═══ ESTRATTO DEL DOCUMENTO ═══

Onorevoli Colleghi! - Nel 1987, con larghissimo consenso parlamentare, venne finalmente approvata la legge n. 49, che regolamenta ancora oggi l'intero settore della cooperazione italiana. Una buona legge all'origine che, tuttavia, nel corso di più di vent'anni, ha prestato il fianco ad una serie di critiche, in particolare circa l'efficacia e l'efficienza dell'attività di cooperazione condotta dall'Italia, e che ha portato, pertanto, alla diffusa convinzione, tra operatori di settore, funzionari pubblici, esponenti politici e soggetti della società civile, della necessità di una riforma complessiva che potesse superare alcune inadeguatezze manifestate in questi anni dalla legge n. 49.

═══ RIGHE ═══

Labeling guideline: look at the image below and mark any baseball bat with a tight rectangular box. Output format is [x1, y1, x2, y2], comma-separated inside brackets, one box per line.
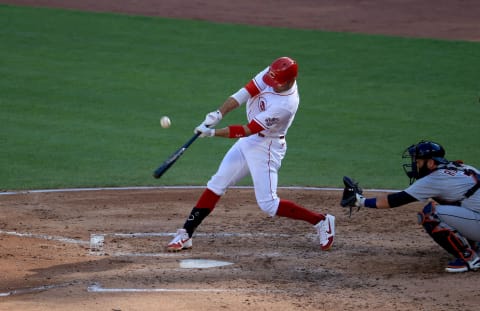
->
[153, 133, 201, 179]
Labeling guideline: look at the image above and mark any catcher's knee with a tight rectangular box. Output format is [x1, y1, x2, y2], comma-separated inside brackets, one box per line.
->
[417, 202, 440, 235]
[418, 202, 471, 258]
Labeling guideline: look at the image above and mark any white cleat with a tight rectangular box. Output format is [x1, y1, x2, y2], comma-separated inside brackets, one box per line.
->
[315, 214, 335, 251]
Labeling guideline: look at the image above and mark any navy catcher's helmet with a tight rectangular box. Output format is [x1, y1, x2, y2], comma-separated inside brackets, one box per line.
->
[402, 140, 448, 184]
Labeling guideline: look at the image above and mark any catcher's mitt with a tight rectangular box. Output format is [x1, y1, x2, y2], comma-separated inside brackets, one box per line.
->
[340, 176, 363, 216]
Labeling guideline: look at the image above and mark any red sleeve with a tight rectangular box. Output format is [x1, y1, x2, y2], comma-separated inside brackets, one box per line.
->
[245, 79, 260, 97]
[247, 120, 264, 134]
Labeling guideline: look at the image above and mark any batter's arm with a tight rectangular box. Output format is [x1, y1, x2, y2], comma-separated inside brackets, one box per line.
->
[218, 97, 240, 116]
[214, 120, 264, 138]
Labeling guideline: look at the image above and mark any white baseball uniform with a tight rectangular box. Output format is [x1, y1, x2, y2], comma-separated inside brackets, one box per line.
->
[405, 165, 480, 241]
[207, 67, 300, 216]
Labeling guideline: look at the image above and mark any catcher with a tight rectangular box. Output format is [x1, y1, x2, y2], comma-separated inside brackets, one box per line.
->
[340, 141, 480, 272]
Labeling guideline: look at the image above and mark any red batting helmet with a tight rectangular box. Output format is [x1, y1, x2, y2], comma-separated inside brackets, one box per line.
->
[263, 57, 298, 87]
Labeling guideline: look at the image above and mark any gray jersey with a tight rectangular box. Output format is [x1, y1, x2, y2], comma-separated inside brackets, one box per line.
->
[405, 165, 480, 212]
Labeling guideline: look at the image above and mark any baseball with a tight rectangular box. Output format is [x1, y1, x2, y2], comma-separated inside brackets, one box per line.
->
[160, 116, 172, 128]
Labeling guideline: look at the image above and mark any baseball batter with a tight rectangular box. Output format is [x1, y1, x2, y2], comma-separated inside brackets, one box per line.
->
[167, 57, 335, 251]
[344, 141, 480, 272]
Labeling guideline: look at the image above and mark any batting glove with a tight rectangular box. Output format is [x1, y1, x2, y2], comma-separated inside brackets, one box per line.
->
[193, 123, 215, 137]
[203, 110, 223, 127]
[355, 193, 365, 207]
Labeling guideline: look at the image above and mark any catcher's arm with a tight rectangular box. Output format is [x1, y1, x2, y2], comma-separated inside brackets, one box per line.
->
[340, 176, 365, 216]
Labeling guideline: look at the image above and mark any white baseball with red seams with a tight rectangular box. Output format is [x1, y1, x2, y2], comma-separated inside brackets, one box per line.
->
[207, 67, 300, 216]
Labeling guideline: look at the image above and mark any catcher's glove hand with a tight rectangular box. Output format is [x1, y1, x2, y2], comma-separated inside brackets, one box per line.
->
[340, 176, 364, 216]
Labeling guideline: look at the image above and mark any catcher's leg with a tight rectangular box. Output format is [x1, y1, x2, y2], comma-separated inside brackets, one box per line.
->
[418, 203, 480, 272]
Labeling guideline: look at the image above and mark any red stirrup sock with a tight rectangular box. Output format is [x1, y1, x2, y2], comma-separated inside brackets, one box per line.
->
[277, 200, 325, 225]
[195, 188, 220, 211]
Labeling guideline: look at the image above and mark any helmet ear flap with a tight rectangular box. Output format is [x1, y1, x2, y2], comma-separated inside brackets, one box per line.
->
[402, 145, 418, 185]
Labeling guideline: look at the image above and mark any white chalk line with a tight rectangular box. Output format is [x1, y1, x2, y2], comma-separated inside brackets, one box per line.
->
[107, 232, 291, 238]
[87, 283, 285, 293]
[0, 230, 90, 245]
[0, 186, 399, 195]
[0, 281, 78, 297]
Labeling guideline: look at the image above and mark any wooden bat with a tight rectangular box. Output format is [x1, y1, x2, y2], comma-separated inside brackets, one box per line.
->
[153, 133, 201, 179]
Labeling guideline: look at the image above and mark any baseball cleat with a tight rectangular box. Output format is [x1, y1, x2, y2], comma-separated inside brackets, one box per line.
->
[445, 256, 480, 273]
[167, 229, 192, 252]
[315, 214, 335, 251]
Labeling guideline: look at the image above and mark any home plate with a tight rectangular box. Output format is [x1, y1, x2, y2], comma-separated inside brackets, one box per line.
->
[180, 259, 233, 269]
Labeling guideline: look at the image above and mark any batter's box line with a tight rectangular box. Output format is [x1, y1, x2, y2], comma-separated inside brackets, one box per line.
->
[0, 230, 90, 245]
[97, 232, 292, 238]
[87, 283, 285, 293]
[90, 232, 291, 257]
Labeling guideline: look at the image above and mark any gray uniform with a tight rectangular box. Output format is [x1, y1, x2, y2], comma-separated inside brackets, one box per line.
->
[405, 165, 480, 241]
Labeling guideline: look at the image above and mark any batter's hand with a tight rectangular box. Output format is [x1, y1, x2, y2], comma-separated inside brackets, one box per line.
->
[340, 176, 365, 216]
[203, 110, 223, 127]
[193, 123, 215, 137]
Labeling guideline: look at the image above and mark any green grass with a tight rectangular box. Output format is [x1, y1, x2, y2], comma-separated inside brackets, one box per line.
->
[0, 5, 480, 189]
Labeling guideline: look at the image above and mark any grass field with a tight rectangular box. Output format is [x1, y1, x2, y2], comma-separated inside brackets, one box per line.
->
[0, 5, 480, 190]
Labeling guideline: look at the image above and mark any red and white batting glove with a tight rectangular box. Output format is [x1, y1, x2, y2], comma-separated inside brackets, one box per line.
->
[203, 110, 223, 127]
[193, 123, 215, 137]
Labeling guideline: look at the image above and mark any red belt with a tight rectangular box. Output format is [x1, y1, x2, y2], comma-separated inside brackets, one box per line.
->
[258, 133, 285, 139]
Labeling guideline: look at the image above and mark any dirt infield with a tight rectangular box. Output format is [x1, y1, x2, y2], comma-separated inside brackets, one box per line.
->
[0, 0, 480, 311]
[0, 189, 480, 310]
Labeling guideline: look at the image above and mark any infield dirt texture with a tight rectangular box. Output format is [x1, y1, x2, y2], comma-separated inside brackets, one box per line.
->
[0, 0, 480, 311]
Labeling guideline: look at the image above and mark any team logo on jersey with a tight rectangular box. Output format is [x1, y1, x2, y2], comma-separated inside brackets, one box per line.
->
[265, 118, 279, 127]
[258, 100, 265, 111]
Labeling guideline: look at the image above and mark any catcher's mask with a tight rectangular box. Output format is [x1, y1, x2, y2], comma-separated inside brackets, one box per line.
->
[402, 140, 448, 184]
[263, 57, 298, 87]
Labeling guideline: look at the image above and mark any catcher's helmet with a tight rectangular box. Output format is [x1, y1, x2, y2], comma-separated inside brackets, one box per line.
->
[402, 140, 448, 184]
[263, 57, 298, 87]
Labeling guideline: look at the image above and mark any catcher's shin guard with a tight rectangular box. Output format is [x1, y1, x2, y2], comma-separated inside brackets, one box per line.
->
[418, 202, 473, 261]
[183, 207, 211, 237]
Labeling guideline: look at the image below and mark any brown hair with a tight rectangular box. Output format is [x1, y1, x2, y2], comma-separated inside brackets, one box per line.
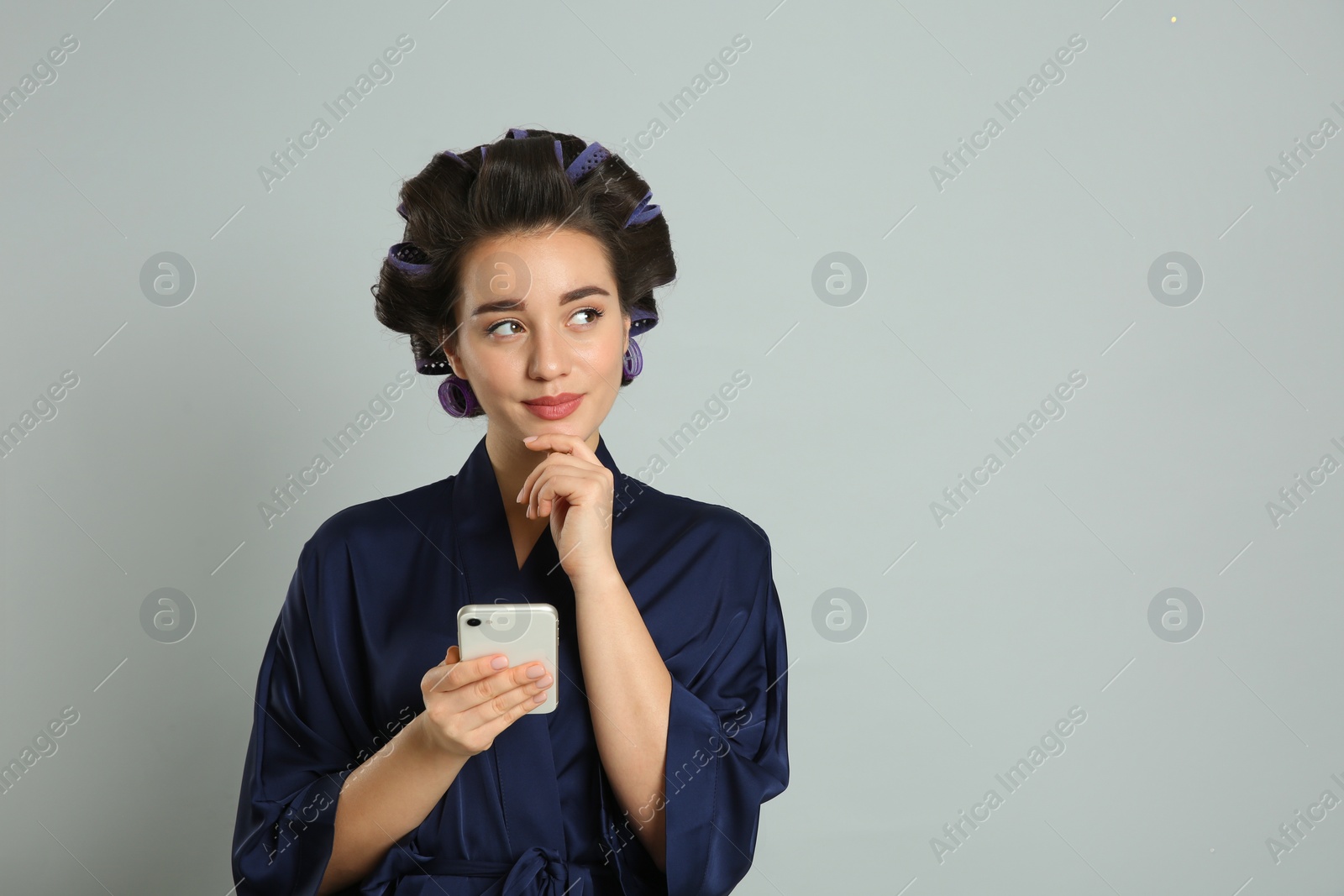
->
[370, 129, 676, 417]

═══
═══ RIGHE ═══

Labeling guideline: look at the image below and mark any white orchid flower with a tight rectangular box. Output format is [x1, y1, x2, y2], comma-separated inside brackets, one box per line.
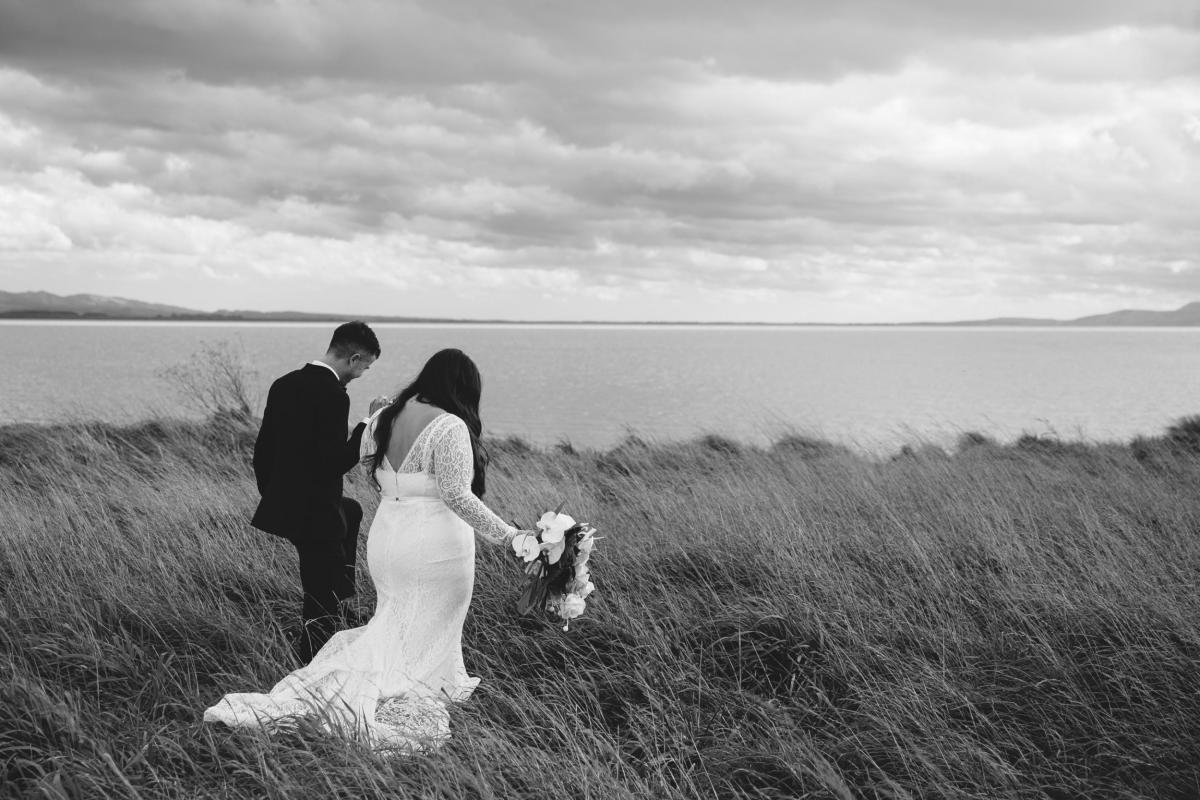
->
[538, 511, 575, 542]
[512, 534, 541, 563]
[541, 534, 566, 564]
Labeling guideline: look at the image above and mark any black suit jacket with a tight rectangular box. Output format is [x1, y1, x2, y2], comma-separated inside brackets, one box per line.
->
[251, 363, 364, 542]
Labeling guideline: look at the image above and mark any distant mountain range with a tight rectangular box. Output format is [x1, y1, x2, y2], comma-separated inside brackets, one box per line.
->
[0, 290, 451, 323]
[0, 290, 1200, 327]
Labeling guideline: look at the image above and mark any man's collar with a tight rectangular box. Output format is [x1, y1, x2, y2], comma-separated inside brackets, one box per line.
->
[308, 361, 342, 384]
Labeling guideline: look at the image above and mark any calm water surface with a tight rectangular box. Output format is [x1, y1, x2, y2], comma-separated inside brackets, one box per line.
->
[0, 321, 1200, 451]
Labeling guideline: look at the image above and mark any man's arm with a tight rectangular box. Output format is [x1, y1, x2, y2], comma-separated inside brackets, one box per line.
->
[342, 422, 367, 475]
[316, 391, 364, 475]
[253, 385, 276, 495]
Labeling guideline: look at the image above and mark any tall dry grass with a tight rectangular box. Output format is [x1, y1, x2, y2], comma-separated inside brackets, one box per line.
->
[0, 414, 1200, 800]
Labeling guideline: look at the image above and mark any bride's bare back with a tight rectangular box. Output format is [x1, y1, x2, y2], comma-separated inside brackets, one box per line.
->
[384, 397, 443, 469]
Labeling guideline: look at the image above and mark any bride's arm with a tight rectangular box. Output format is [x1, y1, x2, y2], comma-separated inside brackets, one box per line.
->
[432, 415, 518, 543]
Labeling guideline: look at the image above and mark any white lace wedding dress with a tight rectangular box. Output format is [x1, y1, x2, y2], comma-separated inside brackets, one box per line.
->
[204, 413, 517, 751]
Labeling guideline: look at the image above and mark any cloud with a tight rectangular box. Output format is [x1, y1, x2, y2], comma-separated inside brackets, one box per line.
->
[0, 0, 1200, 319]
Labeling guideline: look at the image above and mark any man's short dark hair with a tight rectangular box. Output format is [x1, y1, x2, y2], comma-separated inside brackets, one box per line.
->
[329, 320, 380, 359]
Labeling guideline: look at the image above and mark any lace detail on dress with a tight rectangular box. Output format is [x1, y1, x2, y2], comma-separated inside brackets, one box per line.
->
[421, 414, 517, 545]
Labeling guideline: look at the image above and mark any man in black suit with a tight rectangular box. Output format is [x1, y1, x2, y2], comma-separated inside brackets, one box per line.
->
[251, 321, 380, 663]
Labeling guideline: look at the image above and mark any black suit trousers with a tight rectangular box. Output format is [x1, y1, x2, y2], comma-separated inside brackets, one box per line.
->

═══

COMPITO ASSEGNATO 1:
Modifica l'estratto sulla cooperazione italiana nel tratto che va da "Onorevoli Colleghi! - Nel" fino a "legge n. 49.", mettendo "revisione complessiva" al posto di "riforma complessiva".
COMPITO ASSEGNATO 2:
Secondo l'estratto sulla cooperazione italiana, in quale anno fu approvata la legge n. 49?

RISPOSTA COMPLETA 1:
Onorevoli Colleghi! - Nel 1987, con larghissimo consenso parlamentare, venne finalmente approvata la legge n. 49, che regolamenta ancora oggi l'intero settore della cooperazione italiana. Una buona legge all'origine che, tuttavia, nel corso di più di vent'anni, ha prestato il fianco ad una serie di critiche, in particolare circa l'efficacia e l'efficienza dell'attività di cooperazione condotta dall'Italia, e che ha portato, pertanto, alla diffusa convinzione, tra operatori di settore, funzionari pubblici, esponenti politici e soggetti della società civile, della necessità di una revisione complessiva che potesse superare alcune inadeguatezze manifestate in questi anni dalla legge n. 49.

RISPOSTA COMPLETA 2:
Nel 1987.